◆ **What to produce**: Faithfully repeat all of the records, as they are written below.

▼

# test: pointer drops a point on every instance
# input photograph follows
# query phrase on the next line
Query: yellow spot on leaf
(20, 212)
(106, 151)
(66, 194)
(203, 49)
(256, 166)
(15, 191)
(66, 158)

▲

◆ **Output for this task**:
# test: pointer drops a point on every instance
# input photograph follows
# query phrase on the next line
Query: yellow spot on leaf
(20, 212)
(106, 151)
(66, 194)
(203, 49)
(256, 166)
(15, 191)
(66, 158)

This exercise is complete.